++++ 引用文

国内の大手ナショナルジーンズブランドが弱った遠因はビンテージジーンズブームだったのではないかという話
2023年9月5日 ジーンズ 2
2020年代に入ってから、若者のジーンズ人気が復活していると報道されることが増えたし、実際に着用している若者も2010年代半ばに比べると増えた気はするが、1980年代~2010年代前半までのジーンズ着用率の高さから比べると格段に低いままだと感じる。もちろん統計データなんてないからあくまでも体感である。
90年代の男子大学生なんてほとんどがジーンズを穿いていた。女性は様々だが、例えば何かの野外活動なんかに参加する際はほとんどがジーンズを穿いていた。
まるで制服ではないかというくらいの着用率の高さだった。それに比べると2023年現在のジーンズ着用率は格段に低いままだと感じる。

++++++++
++++ 記録一覧

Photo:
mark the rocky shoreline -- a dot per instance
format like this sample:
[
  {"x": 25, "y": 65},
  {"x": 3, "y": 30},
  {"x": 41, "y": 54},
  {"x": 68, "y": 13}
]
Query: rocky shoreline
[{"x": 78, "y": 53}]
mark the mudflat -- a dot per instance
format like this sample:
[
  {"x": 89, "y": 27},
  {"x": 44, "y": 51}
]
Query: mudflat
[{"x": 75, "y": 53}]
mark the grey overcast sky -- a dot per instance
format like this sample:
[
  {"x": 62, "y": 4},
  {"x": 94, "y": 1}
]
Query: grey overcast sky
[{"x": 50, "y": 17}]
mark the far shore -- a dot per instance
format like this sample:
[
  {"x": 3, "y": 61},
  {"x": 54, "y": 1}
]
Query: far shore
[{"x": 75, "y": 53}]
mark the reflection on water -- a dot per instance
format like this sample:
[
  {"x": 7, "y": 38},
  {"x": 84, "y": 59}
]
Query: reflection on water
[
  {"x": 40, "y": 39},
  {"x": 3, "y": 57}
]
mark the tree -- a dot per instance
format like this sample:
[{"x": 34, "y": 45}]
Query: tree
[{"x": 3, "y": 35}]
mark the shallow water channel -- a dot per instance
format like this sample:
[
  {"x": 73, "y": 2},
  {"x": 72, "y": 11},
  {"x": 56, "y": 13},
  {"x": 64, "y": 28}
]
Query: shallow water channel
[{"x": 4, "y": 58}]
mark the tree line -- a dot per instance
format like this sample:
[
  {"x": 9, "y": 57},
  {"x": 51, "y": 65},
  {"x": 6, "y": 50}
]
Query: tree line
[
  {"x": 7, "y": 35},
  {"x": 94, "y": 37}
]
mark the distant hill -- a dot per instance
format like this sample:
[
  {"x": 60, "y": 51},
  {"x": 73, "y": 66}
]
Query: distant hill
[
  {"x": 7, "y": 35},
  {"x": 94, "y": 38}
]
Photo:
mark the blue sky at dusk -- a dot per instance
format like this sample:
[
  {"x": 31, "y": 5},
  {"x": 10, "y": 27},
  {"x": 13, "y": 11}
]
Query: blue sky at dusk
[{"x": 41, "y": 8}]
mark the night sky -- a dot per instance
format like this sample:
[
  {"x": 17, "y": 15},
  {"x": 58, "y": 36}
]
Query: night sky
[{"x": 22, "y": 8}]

++++++++

[指示文 A]:
ジーンズについての引用文によると、90年代の男子大学生はほとんどが何を穿いていたか。
[指示文 B]:
記録のうち、「mark the distant hill -- a dot per instance」を含む行から記録の最後の行までを、「Query」を「Label」に入れ替えて書き直せ。ほかは変えないこと。
記録は引用文とは関係がない。

[正解 A]:
ジーンズ。

[正解 B]:
mark the distant hill -- a dot per instance
format like this sample:
[
  {"x": 60, "y": 51},
  {"x": 73, "y": 66}
]
Label: distant hill
[
  {"x": 7, "y": 35},
  {"x": 94, "y": 38}
]
Photo:
mark the blue sky at dusk -- a dot per instance
format like this sample:
[
  {"x": 31, "y": 5},
  {"x": 10, "y": 27},
  {"x": 13, "y": 11}
]
Label: blue sky at dusk
[{"x": 41, "y": 8}]
mark the night sky -- a dot per instance
format like this sample:
[
  {"x": 17, "y": 15},
  {"x": 58, "y": 36}
]
Label: night sky
[{"x": 22, "y": 8}]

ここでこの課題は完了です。